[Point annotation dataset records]
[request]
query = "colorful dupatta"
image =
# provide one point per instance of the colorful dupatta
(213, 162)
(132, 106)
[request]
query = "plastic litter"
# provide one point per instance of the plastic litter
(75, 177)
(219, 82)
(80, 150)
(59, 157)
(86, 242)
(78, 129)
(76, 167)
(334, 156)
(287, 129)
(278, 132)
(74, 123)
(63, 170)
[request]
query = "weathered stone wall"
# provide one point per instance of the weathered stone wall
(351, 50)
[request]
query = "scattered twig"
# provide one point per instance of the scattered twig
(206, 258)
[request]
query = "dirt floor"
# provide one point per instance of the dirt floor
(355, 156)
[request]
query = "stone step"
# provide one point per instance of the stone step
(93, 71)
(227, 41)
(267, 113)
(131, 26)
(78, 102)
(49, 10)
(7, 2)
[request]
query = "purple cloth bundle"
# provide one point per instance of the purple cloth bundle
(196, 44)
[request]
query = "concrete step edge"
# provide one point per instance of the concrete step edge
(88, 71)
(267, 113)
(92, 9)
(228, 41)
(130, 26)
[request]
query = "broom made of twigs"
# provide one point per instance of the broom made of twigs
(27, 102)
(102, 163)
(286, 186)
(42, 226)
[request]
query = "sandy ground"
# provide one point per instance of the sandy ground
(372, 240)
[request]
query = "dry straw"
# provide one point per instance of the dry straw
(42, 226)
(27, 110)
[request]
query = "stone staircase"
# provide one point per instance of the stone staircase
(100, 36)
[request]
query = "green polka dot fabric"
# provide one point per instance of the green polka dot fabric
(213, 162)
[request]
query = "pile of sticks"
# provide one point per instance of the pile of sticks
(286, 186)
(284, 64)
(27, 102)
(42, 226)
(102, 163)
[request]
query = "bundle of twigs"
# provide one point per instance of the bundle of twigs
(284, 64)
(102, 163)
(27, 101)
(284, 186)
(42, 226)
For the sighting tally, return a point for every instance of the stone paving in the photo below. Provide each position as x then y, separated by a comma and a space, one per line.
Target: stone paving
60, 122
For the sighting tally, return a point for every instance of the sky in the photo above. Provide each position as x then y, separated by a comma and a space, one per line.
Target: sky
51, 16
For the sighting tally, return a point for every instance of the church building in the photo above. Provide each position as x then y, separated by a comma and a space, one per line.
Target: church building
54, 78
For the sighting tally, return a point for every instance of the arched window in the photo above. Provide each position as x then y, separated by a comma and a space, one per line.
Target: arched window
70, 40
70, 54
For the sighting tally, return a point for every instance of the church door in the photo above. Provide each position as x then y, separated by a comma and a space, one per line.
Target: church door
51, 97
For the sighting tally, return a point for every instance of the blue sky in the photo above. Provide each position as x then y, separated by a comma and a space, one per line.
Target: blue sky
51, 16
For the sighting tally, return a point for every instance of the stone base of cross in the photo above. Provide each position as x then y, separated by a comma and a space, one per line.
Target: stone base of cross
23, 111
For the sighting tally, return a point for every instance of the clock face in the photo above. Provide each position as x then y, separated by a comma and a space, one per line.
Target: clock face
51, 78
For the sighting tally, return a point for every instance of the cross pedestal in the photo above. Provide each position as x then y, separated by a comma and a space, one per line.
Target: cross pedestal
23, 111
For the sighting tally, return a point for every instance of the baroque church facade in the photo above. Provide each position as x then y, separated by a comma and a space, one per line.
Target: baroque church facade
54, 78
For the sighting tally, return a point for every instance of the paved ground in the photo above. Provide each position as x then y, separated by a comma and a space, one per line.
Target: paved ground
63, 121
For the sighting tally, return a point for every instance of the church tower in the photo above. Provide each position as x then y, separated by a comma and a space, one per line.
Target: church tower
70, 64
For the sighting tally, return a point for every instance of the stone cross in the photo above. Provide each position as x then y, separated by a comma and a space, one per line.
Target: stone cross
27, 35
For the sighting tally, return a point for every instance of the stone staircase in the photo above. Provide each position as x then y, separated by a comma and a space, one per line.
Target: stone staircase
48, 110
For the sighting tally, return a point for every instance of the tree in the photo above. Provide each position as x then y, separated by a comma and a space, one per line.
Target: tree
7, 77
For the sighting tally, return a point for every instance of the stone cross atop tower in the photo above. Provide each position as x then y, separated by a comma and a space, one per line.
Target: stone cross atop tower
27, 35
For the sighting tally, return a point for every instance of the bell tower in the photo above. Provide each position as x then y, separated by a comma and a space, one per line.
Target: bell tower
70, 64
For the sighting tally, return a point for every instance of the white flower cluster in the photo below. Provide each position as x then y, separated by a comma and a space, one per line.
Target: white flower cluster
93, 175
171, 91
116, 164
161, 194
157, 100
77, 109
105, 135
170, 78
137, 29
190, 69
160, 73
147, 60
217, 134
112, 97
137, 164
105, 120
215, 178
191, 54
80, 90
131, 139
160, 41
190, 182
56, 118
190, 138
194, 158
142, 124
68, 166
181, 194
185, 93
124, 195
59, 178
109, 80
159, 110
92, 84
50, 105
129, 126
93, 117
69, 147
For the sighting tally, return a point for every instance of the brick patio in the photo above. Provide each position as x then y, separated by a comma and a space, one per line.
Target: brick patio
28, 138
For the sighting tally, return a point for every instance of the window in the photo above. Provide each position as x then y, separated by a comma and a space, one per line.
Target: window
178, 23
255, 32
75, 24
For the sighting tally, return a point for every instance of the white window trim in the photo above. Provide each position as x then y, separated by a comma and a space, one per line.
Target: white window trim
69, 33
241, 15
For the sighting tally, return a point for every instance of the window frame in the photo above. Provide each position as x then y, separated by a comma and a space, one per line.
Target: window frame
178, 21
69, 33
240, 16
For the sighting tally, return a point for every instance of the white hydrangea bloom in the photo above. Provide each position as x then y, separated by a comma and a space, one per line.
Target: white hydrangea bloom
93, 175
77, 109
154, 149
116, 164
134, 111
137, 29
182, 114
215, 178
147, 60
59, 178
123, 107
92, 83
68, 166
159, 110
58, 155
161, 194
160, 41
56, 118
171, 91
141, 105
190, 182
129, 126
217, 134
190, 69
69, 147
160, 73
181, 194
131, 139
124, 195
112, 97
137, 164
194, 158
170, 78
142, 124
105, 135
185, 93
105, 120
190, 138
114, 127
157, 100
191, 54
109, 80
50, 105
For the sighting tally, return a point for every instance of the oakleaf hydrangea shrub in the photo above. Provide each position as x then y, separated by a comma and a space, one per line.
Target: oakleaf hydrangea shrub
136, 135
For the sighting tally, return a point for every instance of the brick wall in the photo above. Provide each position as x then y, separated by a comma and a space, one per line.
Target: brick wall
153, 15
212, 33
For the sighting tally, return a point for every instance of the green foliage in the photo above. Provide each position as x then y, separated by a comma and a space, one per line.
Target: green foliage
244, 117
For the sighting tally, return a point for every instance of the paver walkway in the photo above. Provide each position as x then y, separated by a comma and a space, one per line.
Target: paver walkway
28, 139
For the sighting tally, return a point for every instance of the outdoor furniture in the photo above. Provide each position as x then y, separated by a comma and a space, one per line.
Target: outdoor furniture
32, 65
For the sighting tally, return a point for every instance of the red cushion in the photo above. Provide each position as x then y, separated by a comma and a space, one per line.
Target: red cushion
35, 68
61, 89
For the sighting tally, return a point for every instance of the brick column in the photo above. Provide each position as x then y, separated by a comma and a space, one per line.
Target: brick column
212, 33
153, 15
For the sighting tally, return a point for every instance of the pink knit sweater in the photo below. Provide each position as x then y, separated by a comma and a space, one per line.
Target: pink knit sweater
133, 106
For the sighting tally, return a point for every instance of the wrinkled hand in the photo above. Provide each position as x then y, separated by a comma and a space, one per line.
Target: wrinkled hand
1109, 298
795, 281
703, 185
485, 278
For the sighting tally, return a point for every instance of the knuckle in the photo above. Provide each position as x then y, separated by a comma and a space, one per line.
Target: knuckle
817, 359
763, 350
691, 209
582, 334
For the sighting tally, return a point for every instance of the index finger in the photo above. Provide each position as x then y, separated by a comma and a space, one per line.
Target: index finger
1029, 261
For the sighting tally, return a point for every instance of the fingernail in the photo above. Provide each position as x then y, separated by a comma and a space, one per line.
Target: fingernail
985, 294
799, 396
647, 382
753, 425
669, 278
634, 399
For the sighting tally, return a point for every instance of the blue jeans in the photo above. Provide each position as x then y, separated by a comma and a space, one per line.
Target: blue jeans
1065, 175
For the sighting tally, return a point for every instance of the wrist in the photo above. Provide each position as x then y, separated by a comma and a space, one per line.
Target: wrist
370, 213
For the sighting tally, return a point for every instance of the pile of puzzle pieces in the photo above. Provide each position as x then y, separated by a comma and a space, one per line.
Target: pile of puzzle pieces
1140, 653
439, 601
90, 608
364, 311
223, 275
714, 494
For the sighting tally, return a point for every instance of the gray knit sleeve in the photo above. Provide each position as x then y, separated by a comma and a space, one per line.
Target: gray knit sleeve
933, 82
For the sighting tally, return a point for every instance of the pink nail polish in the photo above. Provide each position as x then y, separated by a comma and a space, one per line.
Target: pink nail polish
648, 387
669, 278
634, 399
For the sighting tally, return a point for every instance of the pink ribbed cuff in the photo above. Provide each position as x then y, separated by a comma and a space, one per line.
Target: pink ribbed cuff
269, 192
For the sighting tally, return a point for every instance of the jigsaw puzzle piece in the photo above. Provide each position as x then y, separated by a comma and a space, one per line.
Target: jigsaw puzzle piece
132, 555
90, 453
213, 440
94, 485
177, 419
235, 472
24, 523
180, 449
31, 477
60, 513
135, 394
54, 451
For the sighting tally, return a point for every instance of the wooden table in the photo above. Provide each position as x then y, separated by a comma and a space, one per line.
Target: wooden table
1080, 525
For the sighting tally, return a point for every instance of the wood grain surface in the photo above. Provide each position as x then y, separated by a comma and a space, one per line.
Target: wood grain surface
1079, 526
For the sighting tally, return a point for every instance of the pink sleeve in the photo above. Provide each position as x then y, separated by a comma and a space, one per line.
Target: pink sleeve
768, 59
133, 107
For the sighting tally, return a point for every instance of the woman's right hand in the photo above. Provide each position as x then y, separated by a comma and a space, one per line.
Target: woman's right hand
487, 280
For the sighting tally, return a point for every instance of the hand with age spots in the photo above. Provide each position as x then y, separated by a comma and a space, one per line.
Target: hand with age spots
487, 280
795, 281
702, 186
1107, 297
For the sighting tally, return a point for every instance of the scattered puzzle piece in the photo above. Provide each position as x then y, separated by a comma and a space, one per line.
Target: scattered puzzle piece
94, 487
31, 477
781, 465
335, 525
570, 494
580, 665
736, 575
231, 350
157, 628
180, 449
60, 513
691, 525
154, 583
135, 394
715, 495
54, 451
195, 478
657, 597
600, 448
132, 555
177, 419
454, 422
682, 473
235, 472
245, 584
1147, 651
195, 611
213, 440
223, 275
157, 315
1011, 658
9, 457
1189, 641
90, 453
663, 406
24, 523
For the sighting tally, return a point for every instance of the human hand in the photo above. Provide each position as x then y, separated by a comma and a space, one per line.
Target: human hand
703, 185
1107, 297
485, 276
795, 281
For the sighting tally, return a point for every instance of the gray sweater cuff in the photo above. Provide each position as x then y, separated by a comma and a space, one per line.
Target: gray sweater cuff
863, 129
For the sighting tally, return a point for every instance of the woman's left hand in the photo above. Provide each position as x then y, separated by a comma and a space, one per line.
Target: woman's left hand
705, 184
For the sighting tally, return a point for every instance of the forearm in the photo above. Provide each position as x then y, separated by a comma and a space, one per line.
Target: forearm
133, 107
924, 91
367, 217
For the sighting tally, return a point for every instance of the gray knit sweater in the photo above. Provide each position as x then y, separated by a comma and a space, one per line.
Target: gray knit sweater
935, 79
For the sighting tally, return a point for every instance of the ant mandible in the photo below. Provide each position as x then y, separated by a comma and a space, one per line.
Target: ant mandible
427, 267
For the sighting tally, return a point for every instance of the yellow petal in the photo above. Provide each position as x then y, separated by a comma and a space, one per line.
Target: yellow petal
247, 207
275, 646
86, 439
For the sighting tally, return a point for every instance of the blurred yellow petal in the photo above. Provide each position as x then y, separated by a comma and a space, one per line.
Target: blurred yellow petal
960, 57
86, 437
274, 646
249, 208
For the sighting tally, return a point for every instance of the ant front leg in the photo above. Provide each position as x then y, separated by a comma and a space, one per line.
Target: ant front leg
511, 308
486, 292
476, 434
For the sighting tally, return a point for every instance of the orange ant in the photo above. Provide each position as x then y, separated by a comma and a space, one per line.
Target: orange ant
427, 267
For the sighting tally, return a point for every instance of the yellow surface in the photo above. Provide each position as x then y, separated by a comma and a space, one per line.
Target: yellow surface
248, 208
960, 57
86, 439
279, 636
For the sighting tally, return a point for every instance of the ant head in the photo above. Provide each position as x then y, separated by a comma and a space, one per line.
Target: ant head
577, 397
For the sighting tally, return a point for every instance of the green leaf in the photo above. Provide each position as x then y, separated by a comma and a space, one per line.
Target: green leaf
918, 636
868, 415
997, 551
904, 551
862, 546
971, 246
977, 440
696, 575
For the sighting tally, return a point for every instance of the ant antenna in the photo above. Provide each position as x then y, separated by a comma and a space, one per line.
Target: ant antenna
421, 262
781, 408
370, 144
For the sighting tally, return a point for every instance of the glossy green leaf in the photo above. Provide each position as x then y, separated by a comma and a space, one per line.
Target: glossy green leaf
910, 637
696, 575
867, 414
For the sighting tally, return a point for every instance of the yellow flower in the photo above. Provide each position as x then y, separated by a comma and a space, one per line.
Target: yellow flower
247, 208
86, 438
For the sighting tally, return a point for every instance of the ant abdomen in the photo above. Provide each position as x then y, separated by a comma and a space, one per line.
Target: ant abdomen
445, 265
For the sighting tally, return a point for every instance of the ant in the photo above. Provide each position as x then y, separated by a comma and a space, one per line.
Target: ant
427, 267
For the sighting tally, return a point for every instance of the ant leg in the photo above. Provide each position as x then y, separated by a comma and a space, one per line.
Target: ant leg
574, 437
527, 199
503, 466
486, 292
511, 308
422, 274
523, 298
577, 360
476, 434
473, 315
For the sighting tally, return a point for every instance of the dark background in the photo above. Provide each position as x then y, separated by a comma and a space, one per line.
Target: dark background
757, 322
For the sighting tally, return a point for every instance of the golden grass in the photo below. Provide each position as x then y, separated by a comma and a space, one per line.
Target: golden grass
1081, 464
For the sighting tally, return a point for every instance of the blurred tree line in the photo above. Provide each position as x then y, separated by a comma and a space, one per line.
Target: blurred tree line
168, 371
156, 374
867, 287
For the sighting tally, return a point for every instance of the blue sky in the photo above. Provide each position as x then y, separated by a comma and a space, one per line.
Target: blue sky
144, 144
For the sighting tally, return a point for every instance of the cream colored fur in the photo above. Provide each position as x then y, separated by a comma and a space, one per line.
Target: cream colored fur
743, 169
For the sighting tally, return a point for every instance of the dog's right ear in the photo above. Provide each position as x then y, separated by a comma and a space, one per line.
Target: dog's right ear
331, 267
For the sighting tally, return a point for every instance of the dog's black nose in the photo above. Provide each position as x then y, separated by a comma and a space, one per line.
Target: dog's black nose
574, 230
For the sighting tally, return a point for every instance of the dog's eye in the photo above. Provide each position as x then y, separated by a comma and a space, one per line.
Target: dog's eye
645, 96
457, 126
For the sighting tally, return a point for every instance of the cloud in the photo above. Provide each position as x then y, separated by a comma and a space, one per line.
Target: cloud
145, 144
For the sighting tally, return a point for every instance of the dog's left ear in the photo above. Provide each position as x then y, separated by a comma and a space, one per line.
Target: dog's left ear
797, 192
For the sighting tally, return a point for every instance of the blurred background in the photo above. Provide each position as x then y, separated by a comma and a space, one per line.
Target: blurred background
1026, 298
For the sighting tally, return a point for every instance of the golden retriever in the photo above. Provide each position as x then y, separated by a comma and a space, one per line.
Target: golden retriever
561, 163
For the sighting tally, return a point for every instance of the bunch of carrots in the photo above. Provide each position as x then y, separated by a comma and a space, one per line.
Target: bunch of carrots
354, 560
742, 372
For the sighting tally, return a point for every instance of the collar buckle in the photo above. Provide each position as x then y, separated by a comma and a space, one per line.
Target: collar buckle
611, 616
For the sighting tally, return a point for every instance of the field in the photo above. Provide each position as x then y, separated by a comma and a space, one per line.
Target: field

▶ _SET TASK_: Output every line of the listing from the one containing "of the collar" down to the end, inclusive, as a JSON array of strings with one string per line. Omit blank lines.

▶ _SOLUTION TO THIS PROBLEM_:
[
  "For the sighting tally, return a point for every instance of the collar buckle in the photo above. Provide each position as x then y, separated by a comma and a space, one per line.",
  "Target: collar buckle",
  "611, 616",
  "For the sighting tally, return a point for every instance of the field in the photo above. Provide each position as x then y, separated by a comma and a space, one per line.",
  "Target: field"
]